§ **REQUIREMENT**
Can you extract the whole ice dam passage word for word?

When there are periods of heavy snowfall followed by temperatures that hover near freezing, the melting snow runs down the slope of the roof and refreezes near the edge. As more snow melts and runs down the roof, water builds up behind the ice dam and seeps into the home, damaging drywall, carpeting and cabinets, and sometimes, even collapsing ceilings.

Keep the attic temperature as close to the outside temperature as possible. This means insulating the attic floor and installing adequate ventilation. Peak or roof-mounted vents allow warm air to exit the attic; soffit vents allow cold air to enter the attic—both types are advised.

When the snow is very heavy, the venting and insulation efforts may not help; the only option may be to remove snow from the roof. Leave the rooftop antics to Santa—it is only necessary to clear the bottom six feet to allow the water to reach the gutters and drain to the ground. Before you get up on the ice or snow-covered roof, you might want to contact a qualified professional. There are tools—“roof rakes” or “snow pullers”—which can remove snow from a roof while standing on the ground.

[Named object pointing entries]
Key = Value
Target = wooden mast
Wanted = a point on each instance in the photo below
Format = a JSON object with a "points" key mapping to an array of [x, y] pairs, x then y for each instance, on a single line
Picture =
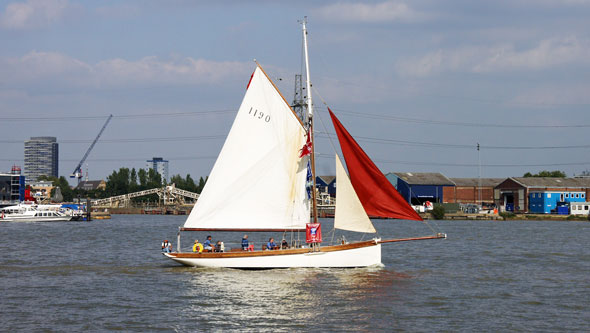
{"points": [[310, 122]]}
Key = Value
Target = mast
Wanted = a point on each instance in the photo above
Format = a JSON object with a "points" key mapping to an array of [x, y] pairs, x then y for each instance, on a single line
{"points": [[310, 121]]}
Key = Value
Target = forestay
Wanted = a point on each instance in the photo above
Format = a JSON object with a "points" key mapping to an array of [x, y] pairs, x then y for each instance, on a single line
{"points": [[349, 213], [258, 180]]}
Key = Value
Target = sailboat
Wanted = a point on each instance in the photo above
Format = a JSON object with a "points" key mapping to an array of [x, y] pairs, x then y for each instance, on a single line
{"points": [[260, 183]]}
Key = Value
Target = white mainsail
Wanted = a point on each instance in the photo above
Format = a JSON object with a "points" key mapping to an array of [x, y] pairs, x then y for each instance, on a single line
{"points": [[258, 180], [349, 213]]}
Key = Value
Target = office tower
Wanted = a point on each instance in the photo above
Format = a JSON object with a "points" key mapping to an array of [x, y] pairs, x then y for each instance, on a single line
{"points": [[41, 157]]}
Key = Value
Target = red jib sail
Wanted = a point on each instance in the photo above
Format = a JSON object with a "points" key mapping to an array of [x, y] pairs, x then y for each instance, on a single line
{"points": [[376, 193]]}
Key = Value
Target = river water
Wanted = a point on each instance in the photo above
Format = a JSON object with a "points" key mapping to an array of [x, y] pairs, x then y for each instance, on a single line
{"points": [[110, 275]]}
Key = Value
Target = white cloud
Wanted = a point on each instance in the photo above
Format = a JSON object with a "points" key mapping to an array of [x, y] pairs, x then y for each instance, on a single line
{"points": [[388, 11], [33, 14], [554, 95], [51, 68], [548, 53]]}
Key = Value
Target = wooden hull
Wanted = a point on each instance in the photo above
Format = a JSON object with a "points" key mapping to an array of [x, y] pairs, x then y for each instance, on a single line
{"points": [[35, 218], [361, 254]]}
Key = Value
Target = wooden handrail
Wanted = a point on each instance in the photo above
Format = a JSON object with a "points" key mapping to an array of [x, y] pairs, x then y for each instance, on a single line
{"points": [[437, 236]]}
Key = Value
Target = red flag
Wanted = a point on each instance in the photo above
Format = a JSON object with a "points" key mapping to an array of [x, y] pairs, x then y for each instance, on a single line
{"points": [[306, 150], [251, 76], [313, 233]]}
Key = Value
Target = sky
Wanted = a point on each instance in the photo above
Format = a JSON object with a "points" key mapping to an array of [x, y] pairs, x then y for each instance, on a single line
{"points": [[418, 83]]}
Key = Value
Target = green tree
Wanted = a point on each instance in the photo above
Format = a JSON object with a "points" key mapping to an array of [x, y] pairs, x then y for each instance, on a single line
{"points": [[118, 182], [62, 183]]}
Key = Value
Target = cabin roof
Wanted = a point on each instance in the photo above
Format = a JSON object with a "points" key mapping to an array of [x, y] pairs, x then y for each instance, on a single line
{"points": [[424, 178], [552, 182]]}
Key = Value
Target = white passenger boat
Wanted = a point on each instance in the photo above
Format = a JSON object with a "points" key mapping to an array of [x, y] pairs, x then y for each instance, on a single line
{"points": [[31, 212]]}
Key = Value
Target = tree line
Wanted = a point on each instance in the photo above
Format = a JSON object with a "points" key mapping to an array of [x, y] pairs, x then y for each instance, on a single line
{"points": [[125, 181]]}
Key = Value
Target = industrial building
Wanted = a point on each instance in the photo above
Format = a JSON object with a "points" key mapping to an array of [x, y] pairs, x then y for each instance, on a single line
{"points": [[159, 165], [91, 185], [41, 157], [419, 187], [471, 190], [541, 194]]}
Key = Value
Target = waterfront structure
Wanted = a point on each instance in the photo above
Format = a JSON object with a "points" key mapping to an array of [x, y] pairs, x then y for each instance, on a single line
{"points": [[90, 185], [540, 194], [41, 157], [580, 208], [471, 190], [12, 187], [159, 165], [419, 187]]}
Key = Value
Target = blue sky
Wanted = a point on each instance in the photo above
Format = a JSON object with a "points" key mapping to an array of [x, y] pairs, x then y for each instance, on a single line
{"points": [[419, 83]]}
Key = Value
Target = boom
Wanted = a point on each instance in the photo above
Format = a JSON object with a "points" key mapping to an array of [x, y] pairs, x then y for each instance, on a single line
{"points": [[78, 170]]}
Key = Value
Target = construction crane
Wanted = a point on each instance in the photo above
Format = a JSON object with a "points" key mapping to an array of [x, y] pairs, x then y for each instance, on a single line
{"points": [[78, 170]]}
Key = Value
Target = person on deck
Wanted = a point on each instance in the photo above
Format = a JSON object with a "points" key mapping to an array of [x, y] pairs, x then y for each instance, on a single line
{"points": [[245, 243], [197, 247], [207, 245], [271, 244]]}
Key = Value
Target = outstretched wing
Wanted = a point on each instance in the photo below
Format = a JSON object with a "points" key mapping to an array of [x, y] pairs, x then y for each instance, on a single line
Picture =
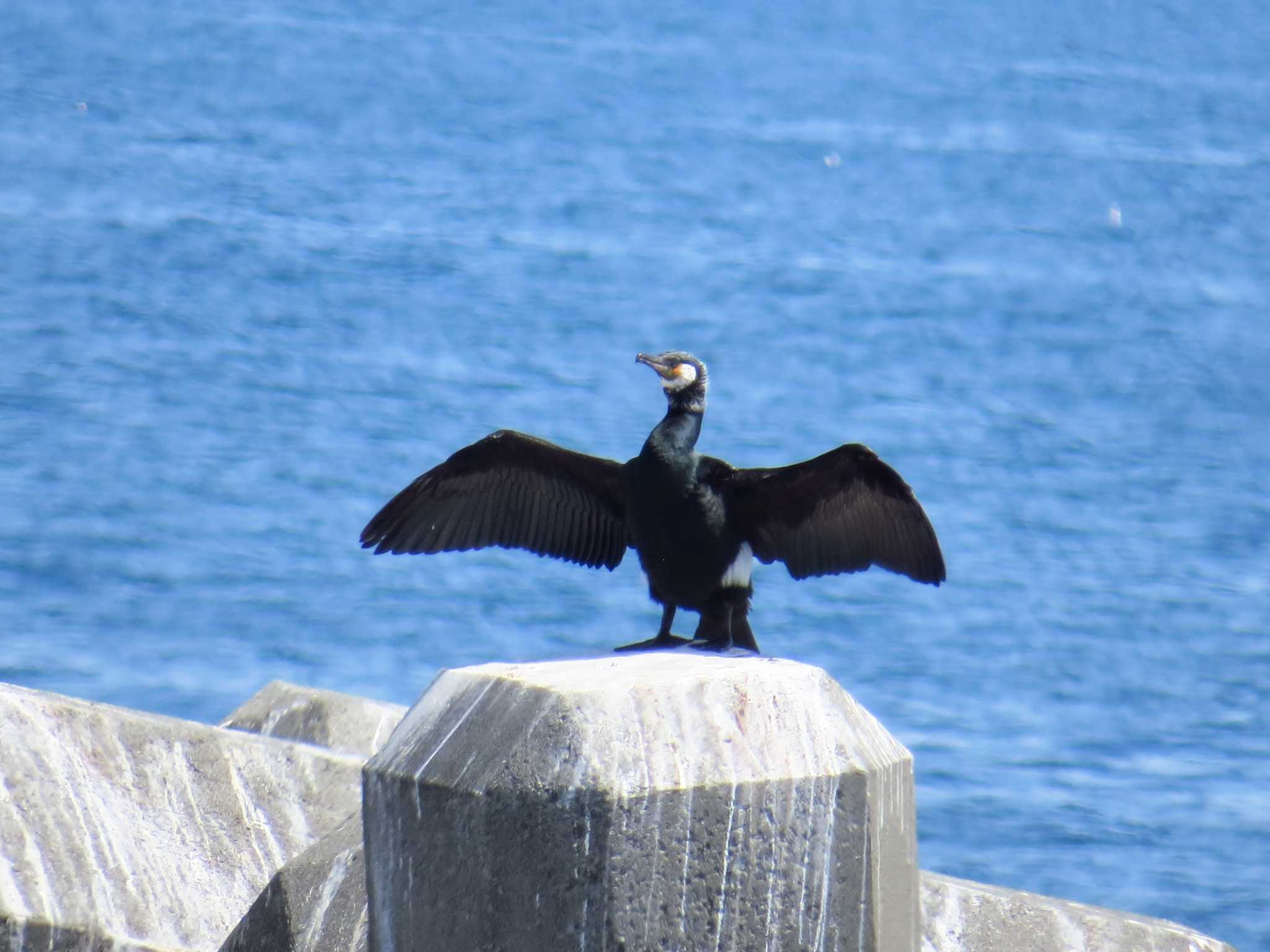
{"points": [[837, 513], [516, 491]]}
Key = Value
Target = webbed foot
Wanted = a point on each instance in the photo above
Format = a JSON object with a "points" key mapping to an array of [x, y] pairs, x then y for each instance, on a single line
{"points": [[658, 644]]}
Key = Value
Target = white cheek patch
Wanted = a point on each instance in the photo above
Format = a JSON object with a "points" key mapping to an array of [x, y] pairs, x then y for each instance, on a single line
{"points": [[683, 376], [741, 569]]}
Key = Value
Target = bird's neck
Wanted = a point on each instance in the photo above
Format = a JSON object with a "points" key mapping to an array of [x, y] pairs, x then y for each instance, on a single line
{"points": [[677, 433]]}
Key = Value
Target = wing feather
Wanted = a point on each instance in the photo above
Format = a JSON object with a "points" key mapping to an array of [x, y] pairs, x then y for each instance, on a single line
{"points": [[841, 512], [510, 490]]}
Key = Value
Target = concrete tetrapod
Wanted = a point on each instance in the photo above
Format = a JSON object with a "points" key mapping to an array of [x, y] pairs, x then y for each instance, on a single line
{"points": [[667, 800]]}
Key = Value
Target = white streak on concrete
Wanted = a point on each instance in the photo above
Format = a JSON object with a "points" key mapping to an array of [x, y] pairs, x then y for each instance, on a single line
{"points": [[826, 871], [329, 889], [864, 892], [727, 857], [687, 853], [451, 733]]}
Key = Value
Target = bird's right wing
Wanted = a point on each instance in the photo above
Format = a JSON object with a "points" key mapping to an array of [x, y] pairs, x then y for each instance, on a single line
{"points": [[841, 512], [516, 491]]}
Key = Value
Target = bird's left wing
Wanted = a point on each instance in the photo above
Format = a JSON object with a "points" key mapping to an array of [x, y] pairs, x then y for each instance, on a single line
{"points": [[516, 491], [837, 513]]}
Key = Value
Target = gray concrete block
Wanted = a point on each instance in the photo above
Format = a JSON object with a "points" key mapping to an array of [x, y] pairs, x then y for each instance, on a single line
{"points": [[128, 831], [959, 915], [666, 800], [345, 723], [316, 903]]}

§ **SOLUTION BELOW**
When there are periods of heavy snowfall followed by temperatures that hover near freezing, the melting snow runs down the slope of the roof and refreezes near the edge. As more snow melts and runs down the roof, water builds up behind the ice dam and seeps into the home, damaging drywall, carpeting and cabinets, and sometimes, even collapsing ceilings.

Keep the attic temperature as close to the outside temperature as possible. This means insulating the attic floor and installing adequate ventilation. Peak or roof-mounted vents allow warm air to exit the attic; soffit vents allow cold air to enter the attic—both types are advised.

When the snow is very heavy, the venting and insulation efforts may not help; the only option may be to remove snow from the roof. Leave the rooftop antics to Santa—it is only necessary to clear the bottom six feet to allow the water to reach the gutters and drain to the ground. Before you get up on the ice or snow-covered roof, you might want to contact a qualified professional. There are tools—“roof rakes” or “snow pullers”—which can remove snow from a roof while standing on the ground.